Source extract Start Marker
Thermography Can Detect Cancer Much Earlier Than Mammography, Study Says

Breast cancer involves inflammatory processes and the mediators of this course release heat. Using thermographic techniques, the scanner is able to create a temperature map of your body that can illustrate the greater heat-producing areas clearly. This is how your doctor may be able to trace the abnormal cellular processes and by the help of which, further diagnostic procedures and course of the disease can be evaluated.

Thermography is able to detect cancer early because every cell in our body naturally gives off some small amount of metabolic heat that increases in temperature when an abnormal condition occurs. A thermographic camera is able to detect these natural heat that the body emits at a cellular level. It makes thermal imaging possible in that it's able to detect abnormal activities five to eight years before a lump can be detected by mammography.
Source extract End Marker
Material shown Start Marker
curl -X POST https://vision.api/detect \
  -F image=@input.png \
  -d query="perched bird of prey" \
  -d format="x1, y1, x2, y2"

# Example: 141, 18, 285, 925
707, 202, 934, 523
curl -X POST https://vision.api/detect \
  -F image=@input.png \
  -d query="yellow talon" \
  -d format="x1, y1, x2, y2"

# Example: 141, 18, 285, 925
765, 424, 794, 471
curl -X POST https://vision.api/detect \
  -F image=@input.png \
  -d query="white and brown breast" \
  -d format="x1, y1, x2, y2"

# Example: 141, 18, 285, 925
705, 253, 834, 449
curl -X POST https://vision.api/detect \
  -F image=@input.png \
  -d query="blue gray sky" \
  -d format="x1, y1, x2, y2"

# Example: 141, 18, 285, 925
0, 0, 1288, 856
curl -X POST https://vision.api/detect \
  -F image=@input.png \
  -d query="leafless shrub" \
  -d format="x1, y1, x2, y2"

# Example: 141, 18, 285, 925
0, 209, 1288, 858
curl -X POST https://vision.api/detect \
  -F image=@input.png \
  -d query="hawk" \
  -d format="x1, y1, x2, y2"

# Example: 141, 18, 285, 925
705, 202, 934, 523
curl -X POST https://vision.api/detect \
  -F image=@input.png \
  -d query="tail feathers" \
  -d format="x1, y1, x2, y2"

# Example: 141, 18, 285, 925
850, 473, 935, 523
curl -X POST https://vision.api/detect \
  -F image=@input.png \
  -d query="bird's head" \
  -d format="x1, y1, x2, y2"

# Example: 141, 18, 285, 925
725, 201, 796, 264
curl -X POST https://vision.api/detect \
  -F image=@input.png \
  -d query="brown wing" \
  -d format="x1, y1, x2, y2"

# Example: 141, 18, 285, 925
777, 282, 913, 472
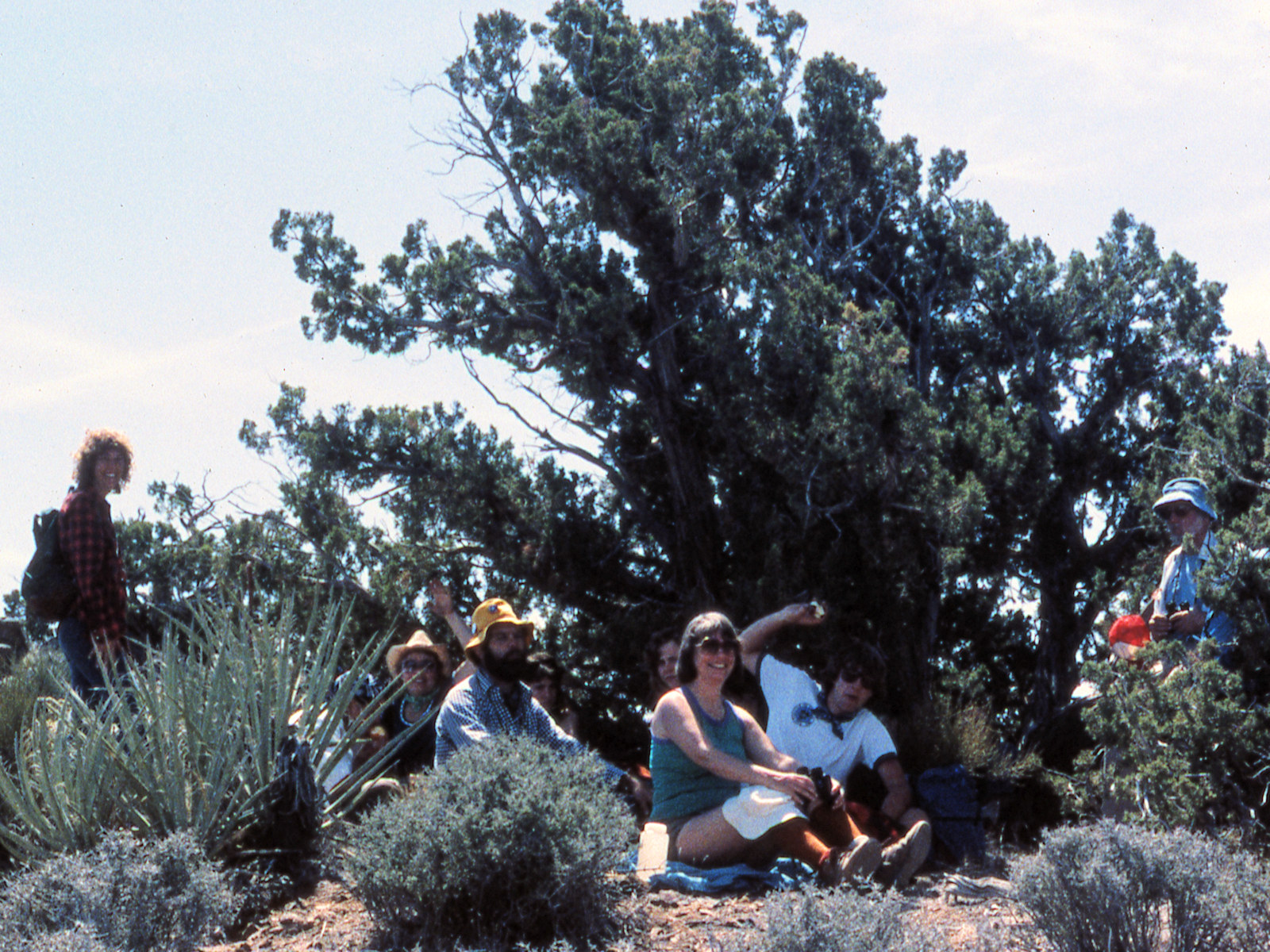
Material shown End Marker
(What you should do): From the thermography article, pull out the passage starting with "Breast cancer involves" and going on through "can be evaluated.", copied word for word.

(Result):
Breast cancer involves inflammatory processes and the mediators of this course release heat. Using thermographic techniques, the scanner is able to create a temperature map of your body that can illustrate the greater heat-producing areas clearly. This is how your doctor may be able to trace the abnormal cellular processes and by the help of which, further diagnostic procedures and course of the disease can be evaluated.